#### To do:
Shorten the paragraph that opens "The current refugee exodus" in the passage on Europe's refugee crisis below, keeping its main facts.

#### Page extract:
But it did touch something in us like that naked Vietnamese girl, years ago, running from the burning napalm bombs. Then some of us were students and we thought like students. Now we see the world darkly through our dark glasses.

European Union has around 600 million people in its 28 countries. It is the most significant development in a world torn by so many homicidal conflicts for centuries. It has survived some difficult economic times in its generally peaceful  co-existence for over three scores and 10 years.

The current refugee exodus is perhaps Europe’s biggest challenge since the Second World War and after the Cold War. Most contemporary Europeans haven’t experienced living in war-torn nations created after the Second World War. Wars for them now happens in other places and to other peoples.

The abandoned rubber dinghies lie on the rocky seashores, but the ceaseless sea of humanity keeps flowing relentlessly.

All the stashed monies of dictators in Swiss banks and secret accounts is now a heavy price to pay and nothing can stem the tide of migration. But with globalisation and internet, even ordinary people know where the good life is like money is always in the banks.

The current refugee crisis in Europe has shaken some of the inclusive values of several societies.

Partially European reaction is one of xenophobia and partly it is religious prejudice, that have created these displaced peoples and dislocated communities. They now challenge the very definitions of human rights, asylum seekers, refugees, and displaced human beings. And how the rich world must care for the poor : prosperity and  peace are profoundly interlinked.

#### Material shown:
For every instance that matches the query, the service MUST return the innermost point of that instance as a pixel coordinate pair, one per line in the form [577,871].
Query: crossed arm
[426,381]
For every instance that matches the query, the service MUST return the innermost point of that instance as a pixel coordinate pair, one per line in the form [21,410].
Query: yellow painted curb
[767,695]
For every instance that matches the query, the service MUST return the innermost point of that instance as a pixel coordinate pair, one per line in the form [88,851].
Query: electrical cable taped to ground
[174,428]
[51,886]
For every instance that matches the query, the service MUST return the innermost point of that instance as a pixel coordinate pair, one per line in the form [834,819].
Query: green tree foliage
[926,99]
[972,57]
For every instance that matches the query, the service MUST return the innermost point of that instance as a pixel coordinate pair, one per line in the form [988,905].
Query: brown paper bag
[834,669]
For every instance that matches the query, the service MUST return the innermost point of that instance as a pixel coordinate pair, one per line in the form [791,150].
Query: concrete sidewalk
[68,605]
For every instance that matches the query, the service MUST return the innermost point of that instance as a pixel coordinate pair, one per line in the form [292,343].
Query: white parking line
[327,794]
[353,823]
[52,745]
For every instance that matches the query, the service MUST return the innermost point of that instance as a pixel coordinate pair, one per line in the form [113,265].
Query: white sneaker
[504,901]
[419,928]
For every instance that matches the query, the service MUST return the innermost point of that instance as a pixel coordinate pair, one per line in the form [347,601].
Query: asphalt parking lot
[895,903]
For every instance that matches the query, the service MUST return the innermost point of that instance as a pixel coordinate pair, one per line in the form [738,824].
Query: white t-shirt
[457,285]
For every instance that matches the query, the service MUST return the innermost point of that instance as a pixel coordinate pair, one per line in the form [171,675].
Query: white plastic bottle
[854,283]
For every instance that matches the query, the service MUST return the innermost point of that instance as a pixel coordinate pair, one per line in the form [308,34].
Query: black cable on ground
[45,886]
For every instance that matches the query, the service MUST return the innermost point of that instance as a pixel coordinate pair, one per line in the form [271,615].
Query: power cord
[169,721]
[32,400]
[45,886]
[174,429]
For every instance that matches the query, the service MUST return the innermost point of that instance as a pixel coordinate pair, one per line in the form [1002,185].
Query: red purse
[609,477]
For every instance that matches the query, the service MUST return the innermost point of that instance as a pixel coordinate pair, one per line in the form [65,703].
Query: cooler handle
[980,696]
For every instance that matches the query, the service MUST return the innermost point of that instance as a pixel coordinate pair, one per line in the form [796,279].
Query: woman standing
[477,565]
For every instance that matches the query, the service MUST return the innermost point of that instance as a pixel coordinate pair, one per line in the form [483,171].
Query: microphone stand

#### The reply:
The current refugee exodus may be Europe's biggest challenge since the Second World War and the Cold War. Most Europeans today have not lived in the war-torn nations formed after the Second World War, and war now happens to other peoples in other places.